==== Supplied entries ====

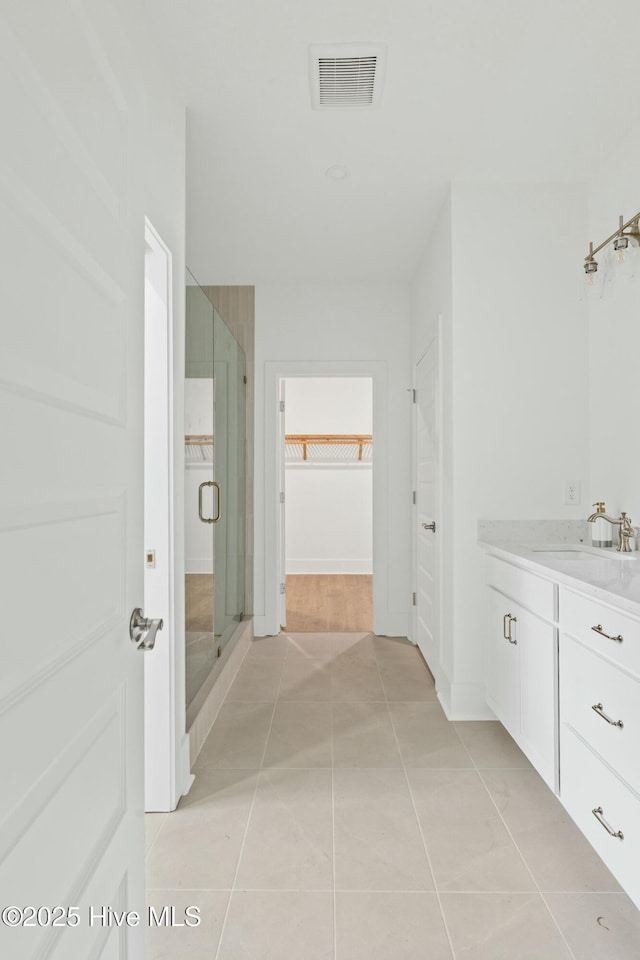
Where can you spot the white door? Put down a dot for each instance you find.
(282, 507)
(427, 534)
(71, 481)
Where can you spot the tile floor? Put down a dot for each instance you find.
(338, 815)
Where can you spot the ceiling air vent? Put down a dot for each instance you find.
(346, 75)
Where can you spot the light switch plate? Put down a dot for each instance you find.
(572, 492)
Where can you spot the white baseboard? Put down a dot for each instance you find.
(391, 625)
(198, 565)
(358, 566)
(463, 701)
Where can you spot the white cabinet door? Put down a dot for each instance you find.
(502, 663)
(537, 653)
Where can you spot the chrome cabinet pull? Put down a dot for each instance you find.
(601, 632)
(143, 631)
(207, 483)
(597, 812)
(599, 709)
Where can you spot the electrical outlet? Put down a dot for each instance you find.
(572, 492)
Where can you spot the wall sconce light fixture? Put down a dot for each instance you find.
(627, 235)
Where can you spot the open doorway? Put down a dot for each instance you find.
(328, 504)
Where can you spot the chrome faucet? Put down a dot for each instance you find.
(625, 530)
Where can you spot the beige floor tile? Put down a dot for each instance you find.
(598, 926)
(152, 826)
(363, 736)
(187, 943)
(554, 849)
(306, 679)
(502, 926)
(276, 647)
(356, 678)
(407, 680)
(390, 926)
(199, 844)
(331, 646)
(289, 843)
(426, 737)
(278, 926)
(238, 736)
(490, 745)
(257, 679)
(394, 649)
(300, 735)
(377, 840)
(468, 844)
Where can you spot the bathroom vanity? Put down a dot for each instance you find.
(563, 676)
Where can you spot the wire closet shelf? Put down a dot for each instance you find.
(328, 448)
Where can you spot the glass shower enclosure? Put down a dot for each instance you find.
(215, 485)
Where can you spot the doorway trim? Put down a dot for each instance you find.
(384, 624)
(166, 747)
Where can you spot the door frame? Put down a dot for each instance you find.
(275, 371)
(166, 754)
(437, 342)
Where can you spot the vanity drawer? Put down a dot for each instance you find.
(579, 615)
(588, 785)
(533, 592)
(586, 680)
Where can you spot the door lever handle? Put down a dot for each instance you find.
(142, 631)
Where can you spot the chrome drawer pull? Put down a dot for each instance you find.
(599, 630)
(599, 709)
(597, 812)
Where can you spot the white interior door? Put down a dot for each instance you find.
(71, 548)
(427, 534)
(282, 527)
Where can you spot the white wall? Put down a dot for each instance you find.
(342, 325)
(329, 405)
(431, 299)
(517, 371)
(329, 521)
(614, 344)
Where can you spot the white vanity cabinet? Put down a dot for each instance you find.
(521, 661)
(600, 730)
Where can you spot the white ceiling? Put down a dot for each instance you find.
(475, 90)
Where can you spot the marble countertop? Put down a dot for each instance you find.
(605, 574)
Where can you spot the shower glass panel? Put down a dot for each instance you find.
(215, 503)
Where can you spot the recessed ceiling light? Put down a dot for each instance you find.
(337, 173)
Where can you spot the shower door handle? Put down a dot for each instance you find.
(219, 513)
(207, 483)
(210, 483)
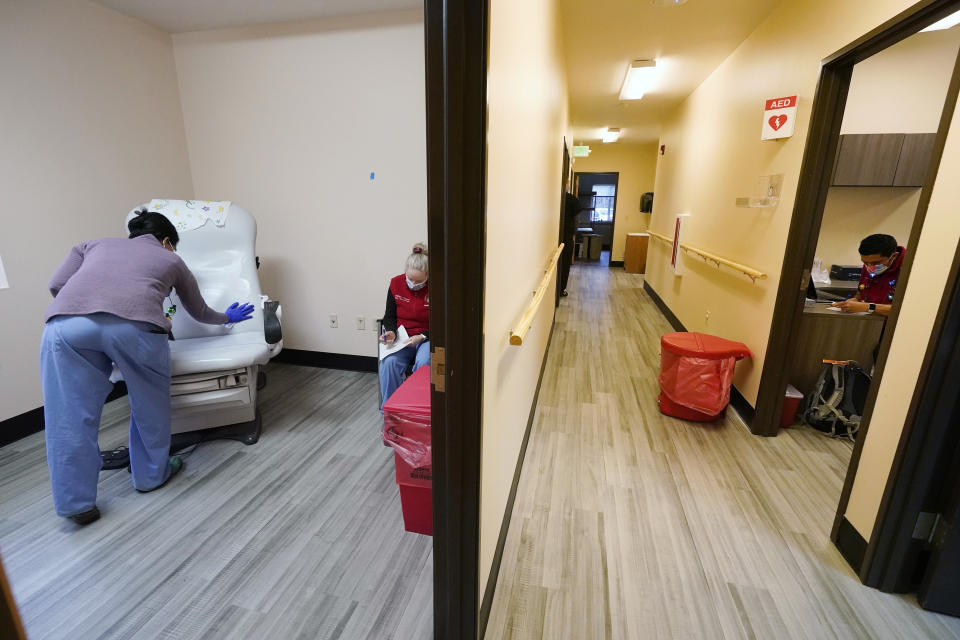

====

_Task brief:_ How many lines in the entries above contain the word "drawer"? Reply with the number alone.

_Output for this task:_ 2